Set exercise —
Please arrange the lines of the records below, from the line holding "Each instance of the entrance" through the line holding "x=205, y=42", inclusive, as a numbered list, leaving out any blank lines.

(Location identification items)
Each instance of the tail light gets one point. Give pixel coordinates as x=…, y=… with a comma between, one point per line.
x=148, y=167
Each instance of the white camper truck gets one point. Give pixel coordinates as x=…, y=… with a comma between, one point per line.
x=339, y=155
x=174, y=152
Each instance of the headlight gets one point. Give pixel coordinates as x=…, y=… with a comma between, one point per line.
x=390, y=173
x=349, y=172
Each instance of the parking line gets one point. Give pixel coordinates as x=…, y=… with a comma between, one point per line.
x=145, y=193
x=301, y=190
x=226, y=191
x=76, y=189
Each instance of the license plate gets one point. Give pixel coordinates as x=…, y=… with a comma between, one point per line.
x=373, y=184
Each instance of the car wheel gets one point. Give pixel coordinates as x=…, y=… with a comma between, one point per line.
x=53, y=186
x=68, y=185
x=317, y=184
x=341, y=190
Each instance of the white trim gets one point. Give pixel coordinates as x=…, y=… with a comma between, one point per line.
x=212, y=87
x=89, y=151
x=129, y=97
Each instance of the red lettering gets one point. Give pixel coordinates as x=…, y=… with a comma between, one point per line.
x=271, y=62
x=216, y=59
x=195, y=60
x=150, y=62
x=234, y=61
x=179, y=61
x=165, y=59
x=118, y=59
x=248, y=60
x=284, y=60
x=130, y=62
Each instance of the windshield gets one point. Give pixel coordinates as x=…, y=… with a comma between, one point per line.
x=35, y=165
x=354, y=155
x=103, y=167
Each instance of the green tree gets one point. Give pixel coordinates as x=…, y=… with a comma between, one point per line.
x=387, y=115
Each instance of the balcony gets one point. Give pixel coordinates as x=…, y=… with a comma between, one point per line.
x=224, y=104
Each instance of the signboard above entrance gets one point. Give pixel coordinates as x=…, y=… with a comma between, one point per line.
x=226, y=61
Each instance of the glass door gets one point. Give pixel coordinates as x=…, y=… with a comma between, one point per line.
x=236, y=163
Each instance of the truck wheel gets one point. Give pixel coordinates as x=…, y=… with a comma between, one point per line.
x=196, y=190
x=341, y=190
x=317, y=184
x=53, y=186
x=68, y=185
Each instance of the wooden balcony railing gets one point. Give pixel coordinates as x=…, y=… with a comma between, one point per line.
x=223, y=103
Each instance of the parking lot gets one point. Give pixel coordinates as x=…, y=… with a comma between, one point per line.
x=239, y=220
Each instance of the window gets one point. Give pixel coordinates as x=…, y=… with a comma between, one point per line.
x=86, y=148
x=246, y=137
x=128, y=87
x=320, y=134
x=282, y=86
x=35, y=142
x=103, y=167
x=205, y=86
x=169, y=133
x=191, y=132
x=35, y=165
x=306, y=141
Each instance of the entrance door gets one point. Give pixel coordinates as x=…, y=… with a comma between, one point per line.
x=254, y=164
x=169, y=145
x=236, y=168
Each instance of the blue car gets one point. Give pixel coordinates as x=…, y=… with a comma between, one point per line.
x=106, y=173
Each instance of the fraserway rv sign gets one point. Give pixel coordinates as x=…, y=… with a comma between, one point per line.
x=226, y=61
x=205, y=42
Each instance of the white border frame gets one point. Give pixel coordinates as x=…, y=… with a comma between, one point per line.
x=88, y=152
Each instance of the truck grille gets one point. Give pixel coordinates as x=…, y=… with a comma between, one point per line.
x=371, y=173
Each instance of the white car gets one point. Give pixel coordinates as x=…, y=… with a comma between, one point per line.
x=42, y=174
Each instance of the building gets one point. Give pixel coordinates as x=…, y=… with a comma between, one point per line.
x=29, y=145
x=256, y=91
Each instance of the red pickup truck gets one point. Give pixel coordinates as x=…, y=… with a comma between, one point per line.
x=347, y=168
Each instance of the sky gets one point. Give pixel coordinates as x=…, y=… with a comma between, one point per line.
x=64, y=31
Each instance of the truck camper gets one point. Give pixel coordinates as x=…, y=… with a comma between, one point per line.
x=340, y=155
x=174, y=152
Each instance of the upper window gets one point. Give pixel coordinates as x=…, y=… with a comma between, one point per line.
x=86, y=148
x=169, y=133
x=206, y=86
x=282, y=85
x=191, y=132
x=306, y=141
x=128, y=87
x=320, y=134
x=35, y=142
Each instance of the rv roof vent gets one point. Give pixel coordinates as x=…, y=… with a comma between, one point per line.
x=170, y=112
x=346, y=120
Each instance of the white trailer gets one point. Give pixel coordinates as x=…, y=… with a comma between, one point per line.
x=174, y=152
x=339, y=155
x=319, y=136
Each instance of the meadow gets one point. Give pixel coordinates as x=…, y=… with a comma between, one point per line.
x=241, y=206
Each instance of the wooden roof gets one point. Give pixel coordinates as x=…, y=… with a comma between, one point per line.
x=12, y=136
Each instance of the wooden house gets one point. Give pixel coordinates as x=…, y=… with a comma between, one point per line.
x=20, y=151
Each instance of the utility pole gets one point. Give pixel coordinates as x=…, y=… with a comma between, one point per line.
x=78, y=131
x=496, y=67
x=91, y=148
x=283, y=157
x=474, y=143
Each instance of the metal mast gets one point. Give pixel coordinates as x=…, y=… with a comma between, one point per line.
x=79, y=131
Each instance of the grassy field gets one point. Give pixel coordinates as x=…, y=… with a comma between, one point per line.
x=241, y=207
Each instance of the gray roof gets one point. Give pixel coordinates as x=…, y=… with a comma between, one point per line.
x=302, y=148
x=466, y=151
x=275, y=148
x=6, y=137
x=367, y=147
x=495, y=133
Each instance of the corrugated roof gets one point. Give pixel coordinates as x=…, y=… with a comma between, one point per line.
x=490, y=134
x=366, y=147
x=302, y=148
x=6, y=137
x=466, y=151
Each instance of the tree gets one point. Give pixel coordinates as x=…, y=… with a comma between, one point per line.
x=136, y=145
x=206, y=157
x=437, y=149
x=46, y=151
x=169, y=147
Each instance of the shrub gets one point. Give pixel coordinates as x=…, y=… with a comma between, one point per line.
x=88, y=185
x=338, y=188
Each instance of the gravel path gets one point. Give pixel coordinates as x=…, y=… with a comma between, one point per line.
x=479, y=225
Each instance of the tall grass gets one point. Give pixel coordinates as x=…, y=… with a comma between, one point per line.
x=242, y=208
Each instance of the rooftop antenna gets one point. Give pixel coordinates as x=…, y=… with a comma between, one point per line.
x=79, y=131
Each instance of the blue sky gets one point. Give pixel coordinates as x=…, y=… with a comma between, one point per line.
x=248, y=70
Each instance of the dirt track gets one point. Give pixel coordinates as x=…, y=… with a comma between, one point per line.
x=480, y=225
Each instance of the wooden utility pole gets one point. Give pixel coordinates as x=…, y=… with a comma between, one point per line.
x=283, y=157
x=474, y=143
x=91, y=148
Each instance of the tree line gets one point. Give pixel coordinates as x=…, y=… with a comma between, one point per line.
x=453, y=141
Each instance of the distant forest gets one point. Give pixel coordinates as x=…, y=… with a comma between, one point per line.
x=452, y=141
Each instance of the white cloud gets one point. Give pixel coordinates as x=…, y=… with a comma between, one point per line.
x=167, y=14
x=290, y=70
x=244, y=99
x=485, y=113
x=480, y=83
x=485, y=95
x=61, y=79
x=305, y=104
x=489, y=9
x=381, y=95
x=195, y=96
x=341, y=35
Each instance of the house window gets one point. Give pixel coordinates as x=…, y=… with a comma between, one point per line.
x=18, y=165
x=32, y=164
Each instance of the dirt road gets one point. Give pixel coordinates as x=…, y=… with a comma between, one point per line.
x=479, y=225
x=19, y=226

In response —
1. Each instance of the entrance door gets one point. Give pixel coordinates as x=…, y=… with a comma between, one point per line.
2. x=254, y=164
3. x=169, y=145
4. x=236, y=168
5. Each instance of the blue car gets one point. Give pixel coordinates as x=…, y=… with a comma between, one point per line.
6. x=106, y=173
7. Each instance of the fraserway rv sign gets one point. Give pixel coordinates as x=…, y=… with a comma between, one point per line.
8. x=226, y=61
9. x=205, y=42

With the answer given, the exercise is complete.